SOURCE PASSAGE
Dec-20-2004 » Filed Under: Iraq News

Mosul is mentioned throughout the following article.

Link to Full Article
By Annia Ciezadlo, The Christian Science Monitor

SULAYMANIYAH, IRAQ – For six weeks, the US military pounded Fallujah in an effort to crush the core of Iraq's insurgency - and kill or capture its putative leader, Abu Musab al-Zarqawi.

But two top Kurdish intelligence officers say that even before the campaign destroyed that base, insurgents were scattering, evolving into dozens of small cells determined - and empowered - to disrupt security ahead of the country's national elections Jan. 30, with or without Mr. Zarqawi.
[...]

Those who know better - two top security and intelligence officials - say he is just as likely to be spending time in and around Iraq's third-largest city, Mosul, as in Fallujah.

The two top officials are Mr. Majid, and Sadi Ahmed Pire, the head of security for the PUK's Mosul office. According to them, Zarqawi is traveling frequently around the region, slipping in and out of the country as he chooses.

"Who says Zarqawi was ever in Fallujah," says Majid, smiling enigmatically. "He's a person who can move around any number of Iraqi areas. He can change his appearance. He can change his papers. He can move around freely. Zarqawi is a single man, and it's always extremely difficult to capture a single person." [...]

One of the insurgency's main strongholds is the triangle just south of Mosul, in northern Iraq.

TASK TO CARRY OUT
Condense the paragraph of the Mosul article that begins "The two top officials are" into one shorter sentence that keeps its main facts. You don't need the entries that follow this article.

STORED DATA
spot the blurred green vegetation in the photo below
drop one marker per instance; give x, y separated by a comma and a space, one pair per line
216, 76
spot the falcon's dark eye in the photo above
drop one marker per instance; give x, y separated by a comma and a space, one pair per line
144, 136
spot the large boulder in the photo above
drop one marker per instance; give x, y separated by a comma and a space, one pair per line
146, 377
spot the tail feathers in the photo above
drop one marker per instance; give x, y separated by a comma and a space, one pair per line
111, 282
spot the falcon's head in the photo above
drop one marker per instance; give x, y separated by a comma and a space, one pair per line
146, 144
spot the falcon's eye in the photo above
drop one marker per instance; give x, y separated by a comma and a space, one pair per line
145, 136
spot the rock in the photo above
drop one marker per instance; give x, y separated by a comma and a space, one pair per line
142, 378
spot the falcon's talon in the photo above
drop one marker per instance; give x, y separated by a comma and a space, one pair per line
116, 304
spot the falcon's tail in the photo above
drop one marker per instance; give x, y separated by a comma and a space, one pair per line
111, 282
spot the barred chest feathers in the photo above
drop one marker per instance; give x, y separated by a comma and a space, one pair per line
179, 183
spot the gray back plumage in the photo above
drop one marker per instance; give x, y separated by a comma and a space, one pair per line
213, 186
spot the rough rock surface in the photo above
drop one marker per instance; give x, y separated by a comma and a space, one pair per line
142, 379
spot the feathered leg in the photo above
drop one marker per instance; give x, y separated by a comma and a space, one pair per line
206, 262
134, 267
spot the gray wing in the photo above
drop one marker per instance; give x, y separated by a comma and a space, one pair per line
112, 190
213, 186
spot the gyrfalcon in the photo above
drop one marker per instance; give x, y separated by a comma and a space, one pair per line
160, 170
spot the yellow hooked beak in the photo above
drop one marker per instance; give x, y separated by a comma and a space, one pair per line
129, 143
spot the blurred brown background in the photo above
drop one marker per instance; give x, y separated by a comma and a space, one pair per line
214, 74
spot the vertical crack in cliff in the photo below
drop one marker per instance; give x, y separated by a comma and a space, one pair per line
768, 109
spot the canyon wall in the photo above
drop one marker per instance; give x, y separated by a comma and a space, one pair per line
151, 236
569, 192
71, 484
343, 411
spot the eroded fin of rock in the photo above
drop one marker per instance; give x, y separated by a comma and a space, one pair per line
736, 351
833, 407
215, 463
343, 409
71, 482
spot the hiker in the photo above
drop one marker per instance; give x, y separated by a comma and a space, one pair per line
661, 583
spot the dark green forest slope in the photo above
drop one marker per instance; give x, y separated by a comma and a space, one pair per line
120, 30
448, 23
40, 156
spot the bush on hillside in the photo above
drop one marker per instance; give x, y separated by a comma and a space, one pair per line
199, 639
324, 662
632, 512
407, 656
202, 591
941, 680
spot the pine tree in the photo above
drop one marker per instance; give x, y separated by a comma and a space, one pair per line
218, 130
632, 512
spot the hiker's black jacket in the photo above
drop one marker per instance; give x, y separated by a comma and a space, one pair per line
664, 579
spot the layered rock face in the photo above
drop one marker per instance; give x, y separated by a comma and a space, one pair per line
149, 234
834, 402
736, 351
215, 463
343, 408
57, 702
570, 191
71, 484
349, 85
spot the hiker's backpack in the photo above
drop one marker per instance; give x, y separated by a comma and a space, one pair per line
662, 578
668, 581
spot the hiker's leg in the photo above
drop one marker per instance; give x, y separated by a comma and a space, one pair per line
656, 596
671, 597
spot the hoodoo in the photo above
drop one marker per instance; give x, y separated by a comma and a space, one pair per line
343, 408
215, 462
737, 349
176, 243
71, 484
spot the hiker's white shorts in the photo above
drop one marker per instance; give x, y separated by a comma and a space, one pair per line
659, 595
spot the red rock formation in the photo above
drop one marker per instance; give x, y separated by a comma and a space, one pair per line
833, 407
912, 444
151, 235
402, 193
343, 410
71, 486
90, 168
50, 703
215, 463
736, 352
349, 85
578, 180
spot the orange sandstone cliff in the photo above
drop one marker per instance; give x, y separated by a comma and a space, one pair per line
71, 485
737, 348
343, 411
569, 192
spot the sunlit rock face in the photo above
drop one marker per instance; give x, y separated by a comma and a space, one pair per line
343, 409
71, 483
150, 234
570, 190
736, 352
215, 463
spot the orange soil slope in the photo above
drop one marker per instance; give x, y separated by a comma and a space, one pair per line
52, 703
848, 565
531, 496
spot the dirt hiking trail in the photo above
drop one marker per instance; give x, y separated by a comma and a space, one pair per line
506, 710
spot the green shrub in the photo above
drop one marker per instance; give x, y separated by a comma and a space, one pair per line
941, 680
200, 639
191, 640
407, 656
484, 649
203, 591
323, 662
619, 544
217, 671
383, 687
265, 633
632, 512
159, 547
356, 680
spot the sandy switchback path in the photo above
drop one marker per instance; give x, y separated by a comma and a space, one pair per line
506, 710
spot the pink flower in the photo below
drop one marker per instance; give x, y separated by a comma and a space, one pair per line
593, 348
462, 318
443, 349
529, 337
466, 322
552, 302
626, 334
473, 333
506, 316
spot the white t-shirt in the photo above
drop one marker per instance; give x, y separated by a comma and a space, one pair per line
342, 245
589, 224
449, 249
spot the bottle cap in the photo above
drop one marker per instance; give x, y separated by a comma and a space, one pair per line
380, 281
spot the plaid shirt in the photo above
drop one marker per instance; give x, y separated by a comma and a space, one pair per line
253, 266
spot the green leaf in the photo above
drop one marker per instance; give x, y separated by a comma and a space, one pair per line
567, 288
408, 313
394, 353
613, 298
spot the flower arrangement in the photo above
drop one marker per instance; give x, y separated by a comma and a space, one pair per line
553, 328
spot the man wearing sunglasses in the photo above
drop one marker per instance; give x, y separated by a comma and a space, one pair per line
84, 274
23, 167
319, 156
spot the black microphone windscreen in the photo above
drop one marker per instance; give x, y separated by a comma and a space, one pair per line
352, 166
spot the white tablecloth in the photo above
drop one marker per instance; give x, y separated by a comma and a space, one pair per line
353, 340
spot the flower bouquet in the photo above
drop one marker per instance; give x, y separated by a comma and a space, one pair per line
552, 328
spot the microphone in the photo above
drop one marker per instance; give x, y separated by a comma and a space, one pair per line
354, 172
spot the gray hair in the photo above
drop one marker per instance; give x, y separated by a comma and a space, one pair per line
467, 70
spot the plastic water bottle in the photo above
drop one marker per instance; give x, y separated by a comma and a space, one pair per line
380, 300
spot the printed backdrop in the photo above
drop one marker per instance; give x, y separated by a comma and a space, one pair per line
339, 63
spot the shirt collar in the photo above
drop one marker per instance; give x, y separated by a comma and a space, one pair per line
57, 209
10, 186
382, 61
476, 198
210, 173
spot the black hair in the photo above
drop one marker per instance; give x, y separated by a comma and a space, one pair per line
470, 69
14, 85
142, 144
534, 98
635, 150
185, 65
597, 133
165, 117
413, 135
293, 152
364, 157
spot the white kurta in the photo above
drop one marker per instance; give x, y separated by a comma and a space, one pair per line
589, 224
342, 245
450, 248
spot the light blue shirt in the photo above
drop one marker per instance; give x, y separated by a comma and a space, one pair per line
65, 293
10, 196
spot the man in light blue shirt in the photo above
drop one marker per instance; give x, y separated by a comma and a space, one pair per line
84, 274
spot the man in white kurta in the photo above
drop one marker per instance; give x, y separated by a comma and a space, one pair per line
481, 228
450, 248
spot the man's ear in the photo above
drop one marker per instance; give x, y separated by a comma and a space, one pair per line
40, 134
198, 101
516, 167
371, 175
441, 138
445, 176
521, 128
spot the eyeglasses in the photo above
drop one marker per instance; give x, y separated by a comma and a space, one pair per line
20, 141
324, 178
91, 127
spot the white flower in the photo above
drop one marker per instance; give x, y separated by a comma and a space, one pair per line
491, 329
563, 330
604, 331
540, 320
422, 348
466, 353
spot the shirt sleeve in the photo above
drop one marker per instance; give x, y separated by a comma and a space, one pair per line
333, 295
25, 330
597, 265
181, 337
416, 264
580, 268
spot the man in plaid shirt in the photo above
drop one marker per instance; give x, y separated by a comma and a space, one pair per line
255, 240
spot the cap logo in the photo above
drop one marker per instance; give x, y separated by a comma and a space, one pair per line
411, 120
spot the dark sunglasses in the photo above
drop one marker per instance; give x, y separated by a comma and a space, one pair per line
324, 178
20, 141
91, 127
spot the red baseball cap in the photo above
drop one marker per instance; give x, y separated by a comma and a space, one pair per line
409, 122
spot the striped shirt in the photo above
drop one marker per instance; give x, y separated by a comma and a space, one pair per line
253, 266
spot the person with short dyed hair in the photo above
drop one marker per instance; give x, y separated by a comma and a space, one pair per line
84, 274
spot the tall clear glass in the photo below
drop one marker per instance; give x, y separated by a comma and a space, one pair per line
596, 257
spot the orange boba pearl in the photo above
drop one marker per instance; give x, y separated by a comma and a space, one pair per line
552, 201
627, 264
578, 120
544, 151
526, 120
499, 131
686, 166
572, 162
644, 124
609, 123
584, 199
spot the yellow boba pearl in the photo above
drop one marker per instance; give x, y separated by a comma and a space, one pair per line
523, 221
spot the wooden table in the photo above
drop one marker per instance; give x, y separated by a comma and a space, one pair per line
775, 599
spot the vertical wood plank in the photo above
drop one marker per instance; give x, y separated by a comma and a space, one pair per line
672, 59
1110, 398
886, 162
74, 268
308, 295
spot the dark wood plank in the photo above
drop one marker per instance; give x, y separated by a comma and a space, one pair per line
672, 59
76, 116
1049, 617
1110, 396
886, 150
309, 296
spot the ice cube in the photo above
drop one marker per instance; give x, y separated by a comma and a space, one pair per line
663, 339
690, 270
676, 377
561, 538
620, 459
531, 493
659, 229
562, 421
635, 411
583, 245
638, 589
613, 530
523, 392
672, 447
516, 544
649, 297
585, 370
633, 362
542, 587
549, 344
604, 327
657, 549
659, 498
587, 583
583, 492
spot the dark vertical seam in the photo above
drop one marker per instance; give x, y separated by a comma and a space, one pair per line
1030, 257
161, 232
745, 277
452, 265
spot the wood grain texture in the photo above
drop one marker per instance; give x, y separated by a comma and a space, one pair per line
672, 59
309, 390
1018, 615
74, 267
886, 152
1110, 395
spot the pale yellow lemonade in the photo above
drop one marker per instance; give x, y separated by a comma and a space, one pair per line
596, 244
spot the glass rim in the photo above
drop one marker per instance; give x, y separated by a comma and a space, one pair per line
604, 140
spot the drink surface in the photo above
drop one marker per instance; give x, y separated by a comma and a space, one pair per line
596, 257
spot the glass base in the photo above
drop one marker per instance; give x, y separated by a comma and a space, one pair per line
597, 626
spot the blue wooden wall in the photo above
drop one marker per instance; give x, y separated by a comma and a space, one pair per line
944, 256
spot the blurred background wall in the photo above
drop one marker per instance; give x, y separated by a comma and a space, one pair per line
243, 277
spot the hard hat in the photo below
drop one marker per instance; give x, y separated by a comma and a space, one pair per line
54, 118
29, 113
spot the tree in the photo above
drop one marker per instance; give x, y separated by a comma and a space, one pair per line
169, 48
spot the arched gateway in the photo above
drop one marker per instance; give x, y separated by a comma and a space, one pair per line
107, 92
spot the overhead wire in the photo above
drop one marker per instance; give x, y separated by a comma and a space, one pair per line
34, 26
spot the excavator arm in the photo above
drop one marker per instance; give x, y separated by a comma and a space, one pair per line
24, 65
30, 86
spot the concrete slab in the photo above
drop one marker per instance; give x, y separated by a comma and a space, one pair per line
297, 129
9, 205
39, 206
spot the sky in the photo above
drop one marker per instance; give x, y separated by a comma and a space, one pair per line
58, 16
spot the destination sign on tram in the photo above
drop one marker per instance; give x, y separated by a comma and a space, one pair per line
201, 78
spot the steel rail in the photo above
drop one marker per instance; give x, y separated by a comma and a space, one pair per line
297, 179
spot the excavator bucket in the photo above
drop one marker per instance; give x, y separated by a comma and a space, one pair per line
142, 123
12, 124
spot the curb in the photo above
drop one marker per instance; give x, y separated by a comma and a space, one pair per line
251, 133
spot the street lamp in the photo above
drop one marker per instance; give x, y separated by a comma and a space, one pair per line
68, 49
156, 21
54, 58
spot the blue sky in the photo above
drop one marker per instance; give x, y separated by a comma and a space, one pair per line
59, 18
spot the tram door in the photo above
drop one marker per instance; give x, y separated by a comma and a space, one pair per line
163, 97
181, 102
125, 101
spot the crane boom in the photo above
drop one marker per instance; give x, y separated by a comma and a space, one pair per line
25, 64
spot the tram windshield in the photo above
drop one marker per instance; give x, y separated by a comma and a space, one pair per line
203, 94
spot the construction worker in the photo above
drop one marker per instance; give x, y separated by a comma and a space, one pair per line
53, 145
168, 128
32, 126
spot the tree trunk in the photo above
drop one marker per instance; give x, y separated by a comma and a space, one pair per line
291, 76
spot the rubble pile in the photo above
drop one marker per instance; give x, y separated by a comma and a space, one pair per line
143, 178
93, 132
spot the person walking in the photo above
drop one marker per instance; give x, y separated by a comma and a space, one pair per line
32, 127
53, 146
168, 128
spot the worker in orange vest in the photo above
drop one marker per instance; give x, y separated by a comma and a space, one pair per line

REPLY TO THE EXERCISE
Mr. Majid and Sadi Ahmed Pire, the PUK's Mosul office security chief, say Zarqawi travels often around the region and slips in and out of Iraq at will.